| Exercise directions |
Retype the records word for word, starting at their beginning and ending with the line that contains "positive clicks: (594, 49) (565, 75)", and leave the pictures out.

| Provided data |
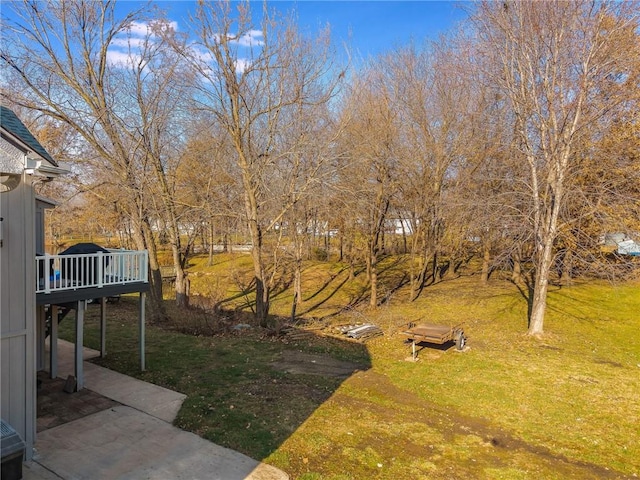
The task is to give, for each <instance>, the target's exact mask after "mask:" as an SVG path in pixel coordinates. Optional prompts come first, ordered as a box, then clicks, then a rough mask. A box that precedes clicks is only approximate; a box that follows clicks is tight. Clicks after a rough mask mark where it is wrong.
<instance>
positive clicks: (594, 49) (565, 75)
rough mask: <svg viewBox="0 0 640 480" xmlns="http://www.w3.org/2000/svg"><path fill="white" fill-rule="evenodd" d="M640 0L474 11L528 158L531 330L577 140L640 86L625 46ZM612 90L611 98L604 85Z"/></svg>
mask: <svg viewBox="0 0 640 480" xmlns="http://www.w3.org/2000/svg"><path fill="white" fill-rule="evenodd" d="M637 5H638V4H637V3H635V2H596V1H572V2H562V1H548V2H510V1H509V2H500V3H495V2H488V1H486V2H482V3H481V4H480V5H479V7H478V12H477V15H476V17H475V19H476V25H477V28H478V33H479V35H480V41H481V48H483V49H484V54H485V55H486V58H487V60H488V61H489V62H490V63H491V64H492V65H494V66H495V75H493V77H492V81H493V83H494V84H495V85H496V87H498V88H499V89H500V91H501V92H502V93H503V94H504V95H505V96H506V98H508V100H509V102H510V106H511V108H512V109H513V112H514V116H515V118H514V135H515V140H516V141H515V147H516V150H515V152H514V155H517V156H519V157H520V158H521V159H522V160H523V162H525V163H526V165H527V170H528V177H527V178H526V179H521V180H523V181H526V185H527V188H528V190H529V199H528V200H529V209H528V218H527V220H528V222H529V223H528V225H529V227H530V229H531V230H530V231H531V237H532V241H533V245H534V256H533V259H532V264H533V281H532V284H531V292H530V295H531V309H530V316H529V330H528V331H529V334H531V335H540V334H542V333H543V324H544V317H545V311H546V299H547V290H548V284H549V277H550V273H551V270H552V265H553V259H554V243H555V241H556V239H557V238H558V235H559V222H560V217H561V213H562V211H563V209H564V208H565V206H566V204H567V182H568V178H569V176H570V175H572V174H574V173H575V172H574V169H576V168H579V164H578V163H576V147H577V146H578V145H580V143H581V142H582V141H583V140H584V139H585V137H586V136H587V134H588V133H591V132H593V129H594V128H597V127H598V120H600V119H601V118H603V117H604V116H605V115H612V113H613V112H615V111H616V109H617V108H618V107H620V106H621V105H623V103H624V100H625V98H627V97H628V91H629V89H631V90H634V89H637V81H638V77H637V72H634V71H633V70H632V69H631V67H630V65H629V62H628V59H627V52H628V51H629V50H630V49H634V48H637V43H635V44H634V43H633V42H632V43H630V40H631V39H632V38H633V35H634V31H635V29H637V27H638V14H637ZM604 92H607V95H606V98H604V97H603V96H602V93H604Z"/></svg>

| Output of the exercise |
The task is to give, for each <instance>, the target's exact mask after "mask:" as an SVG path in pixel coordinates. Optional prompts come first, ordered as a box, then clicks, then a rough mask. A box that precedes clicks is only approximate; a box that follows clicks is tight. Clicks after a rough mask mark where it is wrong.
<instance>
positive clicks: (594, 49) (565, 75)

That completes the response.